▶ **Task objective**
Reproduce every one of the records below word for word, keeping each line as it appears.
-- start of Data provided --
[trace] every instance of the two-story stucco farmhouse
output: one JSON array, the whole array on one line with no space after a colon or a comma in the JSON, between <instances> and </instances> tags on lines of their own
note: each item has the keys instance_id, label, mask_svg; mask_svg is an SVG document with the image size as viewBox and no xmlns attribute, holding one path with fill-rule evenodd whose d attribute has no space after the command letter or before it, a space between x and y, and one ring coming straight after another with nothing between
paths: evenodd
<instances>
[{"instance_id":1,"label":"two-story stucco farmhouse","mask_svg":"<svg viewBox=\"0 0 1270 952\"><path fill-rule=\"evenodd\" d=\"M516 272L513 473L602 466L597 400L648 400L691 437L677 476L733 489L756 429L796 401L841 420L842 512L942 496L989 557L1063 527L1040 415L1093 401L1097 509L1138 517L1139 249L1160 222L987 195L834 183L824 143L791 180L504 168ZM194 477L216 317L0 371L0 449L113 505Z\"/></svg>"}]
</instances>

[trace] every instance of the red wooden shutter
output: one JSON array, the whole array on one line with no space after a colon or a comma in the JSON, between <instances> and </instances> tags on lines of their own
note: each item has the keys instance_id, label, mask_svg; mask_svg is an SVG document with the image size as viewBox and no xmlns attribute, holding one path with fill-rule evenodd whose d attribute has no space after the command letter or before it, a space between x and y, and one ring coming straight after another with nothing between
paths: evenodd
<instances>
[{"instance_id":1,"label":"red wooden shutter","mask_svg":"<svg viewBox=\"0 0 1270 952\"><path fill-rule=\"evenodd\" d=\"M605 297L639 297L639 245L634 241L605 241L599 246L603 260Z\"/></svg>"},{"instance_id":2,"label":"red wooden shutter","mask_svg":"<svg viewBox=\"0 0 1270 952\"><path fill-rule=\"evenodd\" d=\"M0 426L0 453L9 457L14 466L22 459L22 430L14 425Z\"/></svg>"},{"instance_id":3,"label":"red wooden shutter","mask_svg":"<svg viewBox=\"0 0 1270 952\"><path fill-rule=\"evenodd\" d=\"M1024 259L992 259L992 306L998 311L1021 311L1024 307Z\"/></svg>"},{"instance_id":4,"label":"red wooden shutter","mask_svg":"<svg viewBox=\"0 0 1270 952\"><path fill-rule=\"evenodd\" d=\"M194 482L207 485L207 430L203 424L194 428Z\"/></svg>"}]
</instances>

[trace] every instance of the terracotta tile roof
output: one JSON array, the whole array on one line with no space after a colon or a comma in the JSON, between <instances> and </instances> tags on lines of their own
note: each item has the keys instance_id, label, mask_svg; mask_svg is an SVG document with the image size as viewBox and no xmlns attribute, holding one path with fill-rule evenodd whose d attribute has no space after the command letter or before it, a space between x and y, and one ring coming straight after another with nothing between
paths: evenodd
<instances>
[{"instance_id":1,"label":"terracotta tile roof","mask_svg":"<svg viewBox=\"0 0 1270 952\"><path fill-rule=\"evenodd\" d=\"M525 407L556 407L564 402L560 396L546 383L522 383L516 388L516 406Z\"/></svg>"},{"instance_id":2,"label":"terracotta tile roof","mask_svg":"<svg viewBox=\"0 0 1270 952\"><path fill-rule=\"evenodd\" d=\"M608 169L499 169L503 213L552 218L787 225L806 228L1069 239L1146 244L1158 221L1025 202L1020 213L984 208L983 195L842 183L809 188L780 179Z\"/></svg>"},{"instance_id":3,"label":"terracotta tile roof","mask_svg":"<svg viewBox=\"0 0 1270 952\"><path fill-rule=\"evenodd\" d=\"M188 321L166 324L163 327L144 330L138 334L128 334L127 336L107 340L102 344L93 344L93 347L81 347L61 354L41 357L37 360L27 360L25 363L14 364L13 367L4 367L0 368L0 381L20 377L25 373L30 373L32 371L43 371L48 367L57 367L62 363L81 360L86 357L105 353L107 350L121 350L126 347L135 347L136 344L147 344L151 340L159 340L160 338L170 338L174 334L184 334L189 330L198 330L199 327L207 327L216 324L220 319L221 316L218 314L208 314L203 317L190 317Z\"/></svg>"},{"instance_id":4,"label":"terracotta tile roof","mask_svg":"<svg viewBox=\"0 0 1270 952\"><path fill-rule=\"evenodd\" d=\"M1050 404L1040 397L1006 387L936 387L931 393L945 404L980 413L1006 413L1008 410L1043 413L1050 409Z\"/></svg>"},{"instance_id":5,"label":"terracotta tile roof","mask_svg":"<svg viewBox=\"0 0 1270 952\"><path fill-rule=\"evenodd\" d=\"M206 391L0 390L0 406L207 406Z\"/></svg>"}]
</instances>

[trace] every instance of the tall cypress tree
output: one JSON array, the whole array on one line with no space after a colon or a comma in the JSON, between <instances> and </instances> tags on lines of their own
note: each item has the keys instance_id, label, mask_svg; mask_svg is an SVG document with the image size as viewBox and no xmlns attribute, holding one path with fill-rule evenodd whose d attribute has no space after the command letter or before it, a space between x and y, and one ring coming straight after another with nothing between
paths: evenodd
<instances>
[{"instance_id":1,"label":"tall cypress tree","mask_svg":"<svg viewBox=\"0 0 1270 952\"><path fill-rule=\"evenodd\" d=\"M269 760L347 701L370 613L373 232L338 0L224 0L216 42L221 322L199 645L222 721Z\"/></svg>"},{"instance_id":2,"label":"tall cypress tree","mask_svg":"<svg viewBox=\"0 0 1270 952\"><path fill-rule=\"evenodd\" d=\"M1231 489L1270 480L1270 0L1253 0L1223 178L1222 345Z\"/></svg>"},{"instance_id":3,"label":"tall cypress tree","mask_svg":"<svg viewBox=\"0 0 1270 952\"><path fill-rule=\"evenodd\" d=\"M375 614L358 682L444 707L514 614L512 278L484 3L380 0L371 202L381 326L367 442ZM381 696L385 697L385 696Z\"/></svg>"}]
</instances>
-- end of Data provided --
▶ **Task output**
[trace] every instance of the two-story stucco farmhouse
output: one JSON array, the whole array on one line with no space after a colon or a comma in the JSON, between <instances> and </instances> tags on lines of their own
note: each item has the keys instance_id, label, mask_svg; mask_svg is an SVG document with the image size as viewBox and no xmlns attribute, holding one path with fill-rule evenodd whose d attribute has no space after the command letter or before it, a space between x and y, and one ring coming straight after another with nothing between
paths: evenodd
<instances>
[{"instance_id":1,"label":"two-story stucco farmhouse","mask_svg":"<svg viewBox=\"0 0 1270 952\"><path fill-rule=\"evenodd\" d=\"M516 272L513 473L602 466L597 400L648 400L691 437L677 476L733 489L756 429L796 401L841 420L842 512L942 496L989 557L1063 527L1040 415L1093 401L1097 509L1138 517L1139 249L1160 222L987 195L834 183L824 143L791 180L504 168ZM194 477L216 317L0 371L0 449L113 505Z\"/></svg>"}]
</instances>

[trace] every instance of the red wooden shutter
output: one JSON array, the whole array on one line with no space after a colon or a comma in the JSON, between <instances> and </instances> tags on lines of their own
note: each item has the keys instance_id, label, mask_svg; mask_svg is an SVG document with the image size as viewBox and no xmlns attribute, holding one path with fill-rule evenodd whose d attribute has no space after the command letter or before it, a space between x and y, and one ring coming straight after another with nothing between
paths: evenodd
<instances>
[{"instance_id":1,"label":"red wooden shutter","mask_svg":"<svg viewBox=\"0 0 1270 952\"><path fill-rule=\"evenodd\" d=\"M605 297L639 297L639 245L634 241L605 241L599 246L603 260Z\"/></svg>"},{"instance_id":2,"label":"red wooden shutter","mask_svg":"<svg viewBox=\"0 0 1270 952\"><path fill-rule=\"evenodd\" d=\"M0 426L0 453L9 457L14 466L22 459L22 430L14 425Z\"/></svg>"},{"instance_id":3,"label":"red wooden shutter","mask_svg":"<svg viewBox=\"0 0 1270 952\"><path fill-rule=\"evenodd\" d=\"M1024 259L992 259L992 306L998 311L1021 311L1024 307Z\"/></svg>"},{"instance_id":4,"label":"red wooden shutter","mask_svg":"<svg viewBox=\"0 0 1270 952\"><path fill-rule=\"evenodd\" d=\"M194 482L207 485L207 430L203 424L194 428Z\"/></svg>"}]
</instances>

[trace] every instance of the terracotta tile roof
output: one JSON array, the whole array on one line with no space after a colon or a comma in the JSON, between <instances> and </instances> tags on lines of their own
note: each item has the keys instance_id, label, mask_svg; mask_svg is an SVG document with the image size as viewBox and no xmlns attribute, holding one path with fill-rule evenodd whose d attribute has no space after the command letter or before it, a space between x and y, and one ring coming straight after another with nothing between
paths: evenodd
<instances>
[{"instance_id":1,"label":"terracotta tile roof","mask_svg":"<svg viewBox=\"0 0 1270 952\"><path fill-rule=\"evenodd\" d=\"M525 407L556 407L564 402L560 396L546 383L522 383L516 388L516 406Z\"/></svg>"},{"instance_id":2,"label":"terracotta tile roof","mask_svg":"<svg viewBox=\"0 0 1270 952\"><path fill-rule=\"evenodd\" d=\"M608 169L499 169L503 213L552 218L787 225L806 228L1069 239L1146 244L1158 221L1025 202L1020 213L984 208L983 195L842 183L809 188L780 179Z\"/></svg>"},{"instance_id":3,"label":"terracotta tile roof","mask_svg":"<svg viewBox=\"0 0 1270 952\"><path fill-rule=\"evenodd\" d=\"M188 321L166 324L163 327L144 330L138 334L128 334L127 336L107 340L102 344L93 344L93 347L81 347L61 354L41 357L37 360L27 360L25 363L14 364L13 367L4 367L0 368L0 381L20 377L25 373L30 373L32 371L43 371L48 367L57 367L62 363L81 360L86 357L105 353L107 350L121 350L126 347L135 347L136 344L147 344L151 340L159 340L160 338L170 338L174 334L184 334L189 330L198 330L199 327L207 327L216 324L220 319L221 316L218 314L208 314L203 317L190 317Z\"/></svg>"},{"instance_id":4,"label":"terracotta tile roof","mask_svg":"<svg viewBox=\"0 0 1270 952\"><path fill-rule=\"evenodd\" d=\"M1050 404L1040 397L1006 387L936 387L931 393L945 404L980 413L1006 413L1008 410L1043 413L1050 409Z\"/></svg>"},{"instance_id":5,"label":"terracotta tile roof","mask_svg":"<svg viewBox=\"0 0 1270 952\"><path fill-rule=\"evenodd\" d=\"M206 391L0 390L0 406L207 406Z\"/></svg>"}]
</instances>

[trace] every instance of the tall cypress tree
output: one JSON array, the whole array on one line with no space after a colon or a comma in the JSON, between <instances> and </instances> tags on lines of their own
note: each item has the keys instance_id, label, mask_svg; mask_svg is an SVG document with the image size as viewBox and no xmlns attribute, holding one path with fill-rule evenodd whose d attribute has no space after the command letter or before it, a space between x and y, and one ring coming straight after another with nothing between
paths: evenodd
<instances>
[{"instance_id":1,"label":"tall cypress tree","mask_svg":"<svg viewBox=\"0 0 1270 952\"><path fill-rule=\"evenodd\" d=\"M269 760L347 701L370 613L373 232L338 0L224 0L216 42L221 322L199 645L222 721Z\"/></svg>"},{"instance_id":2,"label":"tall cypress tree","mask_svg":"<svg viewBox=\"0 0 1270 952\"><path fill-rule=\"evenodd\" d=\"M1231 489L1270 480L1270 0L1253 0L1223 178L1222 345Z\"/></svg>"},{"instance_id":3,"label":"tall cypress tree","mask_svg":"<svg viewBox=\"0 0 1270 952\"><path fill-rule=\"evenodd\" d=\"M375 614L358 682L444 707L514 614L512 278L484 3L380 0L371 202L381 326L367 442ZM381 696L385 697L385 696Z\"/></svg>"}]
</instances>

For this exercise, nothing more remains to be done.